* _Texto do documento_:
---

Gahbi conta que, no final de 2019, veio a Brasília passar férias e rever os amigos e familiares. Logo surgiu a pandemia e ele se recolheu na casa dos pais, Vera e Carlos. Somente em 2022, voltou ao Rio. Com demandas de trabalho no audiovisual no Rio e em Brasília, segue na ponte aérea, lá e cá. Por aqui, gravou a série Réus, com direção da Cibele Amaral. No Rio, filmou o longa-metragem Mãe fora da caixa, com direção de Manuh Fontes.
Sob medida
O personagem em Elas por elas, que seria uma pequena participação, foi ganhando musculatura ao longo das gravações e tornou-se fixo. "Isso acompanha o movimento da minha carreira, não há nada meteórico até agora, é degrau a degrau com aprendizado e crescimento", declara Gahbi, que conquistou o trabalho após encontrar a diretora Amora Mautner em uma peça de teatro e perguntar a ela sobre oportunidades no audiovisual.
A personagem Polvilho não poderia estar mais sob medida. Afinal, Maria Clara Spinelli é a primeira atriz que passou pela transição de gênero a protagonizar uma novela no Brasil — inclusive, Renée também é trans. "Foi uma feliz coincidência do destino. Ganhei uma amiga. A Renée e o Polvilho se conectaram fácil, descobrimos ali uma cumplicidade muito boa. Além disso, achei muito sagaz e inteligente da parte dos autores, Alessandro Marson e Thereza Falcão, junto com a direção da Amora Mautner, de, nesse remake de Elas Por Elas, haver essa família. Quando se pensa em uma família dona de padaria em Niterói, o imaginário popular já vai direto para o mais tradicional, mas ali temos uma família diversa, chefiada por um homem negro e uma mulher trans, que acolhe os enteados como filhos", comemora.

---

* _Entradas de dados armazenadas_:
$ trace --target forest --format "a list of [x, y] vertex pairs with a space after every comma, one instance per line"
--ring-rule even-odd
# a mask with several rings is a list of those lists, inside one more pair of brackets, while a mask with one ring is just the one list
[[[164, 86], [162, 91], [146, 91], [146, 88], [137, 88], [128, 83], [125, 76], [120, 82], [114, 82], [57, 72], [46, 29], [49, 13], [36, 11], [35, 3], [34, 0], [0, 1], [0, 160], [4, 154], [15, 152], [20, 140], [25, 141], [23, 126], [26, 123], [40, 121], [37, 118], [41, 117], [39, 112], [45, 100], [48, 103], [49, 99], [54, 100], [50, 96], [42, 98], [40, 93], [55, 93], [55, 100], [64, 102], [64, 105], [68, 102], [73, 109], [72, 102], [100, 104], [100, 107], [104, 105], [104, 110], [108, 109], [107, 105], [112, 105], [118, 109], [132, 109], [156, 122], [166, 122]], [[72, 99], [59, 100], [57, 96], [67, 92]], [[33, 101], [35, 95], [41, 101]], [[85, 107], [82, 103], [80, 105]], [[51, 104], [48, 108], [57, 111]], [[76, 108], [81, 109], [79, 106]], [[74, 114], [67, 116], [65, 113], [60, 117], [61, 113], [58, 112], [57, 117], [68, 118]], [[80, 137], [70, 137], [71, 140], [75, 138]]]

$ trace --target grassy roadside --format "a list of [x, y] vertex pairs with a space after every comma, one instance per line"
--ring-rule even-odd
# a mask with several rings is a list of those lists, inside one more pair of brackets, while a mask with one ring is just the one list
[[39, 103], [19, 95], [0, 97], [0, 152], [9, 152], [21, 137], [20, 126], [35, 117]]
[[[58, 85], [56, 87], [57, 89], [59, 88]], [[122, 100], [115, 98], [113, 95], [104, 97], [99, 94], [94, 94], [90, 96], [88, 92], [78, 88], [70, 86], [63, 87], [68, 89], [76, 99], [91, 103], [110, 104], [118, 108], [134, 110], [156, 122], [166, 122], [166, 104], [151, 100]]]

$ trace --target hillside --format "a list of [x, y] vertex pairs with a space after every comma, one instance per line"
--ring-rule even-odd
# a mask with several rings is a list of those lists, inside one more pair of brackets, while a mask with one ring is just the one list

---

* _Tarefas a realizar_:
a) Você pode reproduzir o trecho do texto sobre Gahbi que começa em "Gahbi conta que, no" e termina em "de Manuh Fontes."?
b) Pode prosseguir com o texto sobre Gahbi a partir do ponto em que ele termina?

* _Respostas por item_:
a)
Gahbi conta que, no final de 2019, veio a Brasília passar férias e rever os amigos e familiares. Logo surgiu a pandemia e ele se recolheu na casa dos pais, Vera e Carlos. Somente em 2022, voltou ao Rio. Com demandas de trabalho no audiovisual no Rio e em Brasília, segue na ponte aérea, lá e cá. Por aqui, gravou a série Réus, com direção da Cibele Amaral. No Rio, filmou o longa-metragem Mãe fora da caixa, com direção de Manuh Fontes.

b)
Diversidade possível
Além de Maria Clara Spinelli, a ShiMenegat, também não-binárie, faz Renée jovem. Entretanto, a novela consegue fugir, acredita Gahbi, da armadilha do mercado de, muitas vezes, promover a dita inclusão pela via da exclusão, ao segregar, criando um pequeno reduto LGBT+ que restringe a ação e promove conflitos somente naquele pequeno território. "Nossos corpos não se resumem a alegorias da representatividade. Pelo contrário, o núcleo da Renée, aquela família e seus agregados, apresenta a diversidade de famílias, de pessoas com suas múltiplas qualidades e falhas, de cores e idades diferentes. Acredito que fala de uma diversidade possível", defende.
Para o artista, a TV Globo faz o Brasil ser reconhecido como o melhor produtor de novelas do mundo. "Mesmo com as novas linguagens, das séries do streaming, as novelas são obras enraizadas na cultura brasileira e, portanto, um espaço representativo do nosso país. Daí, ser artista não-binárie nesse território, apresentar meu trabalho e falar nos veículos de comunicação é ver que nossas narrativas, histórias, pautas e desafios podem ser apresentados", declara Gahbi. Ele, porém, não acredita que representa toda uma comunidade. "Somos plurais e hoje a representatividade também pode ser um risco, na medida em que o mercado expressa que a presença de um único indivíduo já é a democratização daquele espaço. No final das contas, a minha presença e de outras pessoas LGBTs fala de passos em avanço e diz mais sobre a abertura de um questionamento pro público e para o mercado audiovisual: e as outras pessoas? E as pessoas pretas, indígenas, PCDs, outras LGBTs, novas narrativas femininas, e os corpos gordos? Há ainda novos protagonismos e muita história a ser contada nas telenovelas", conclui.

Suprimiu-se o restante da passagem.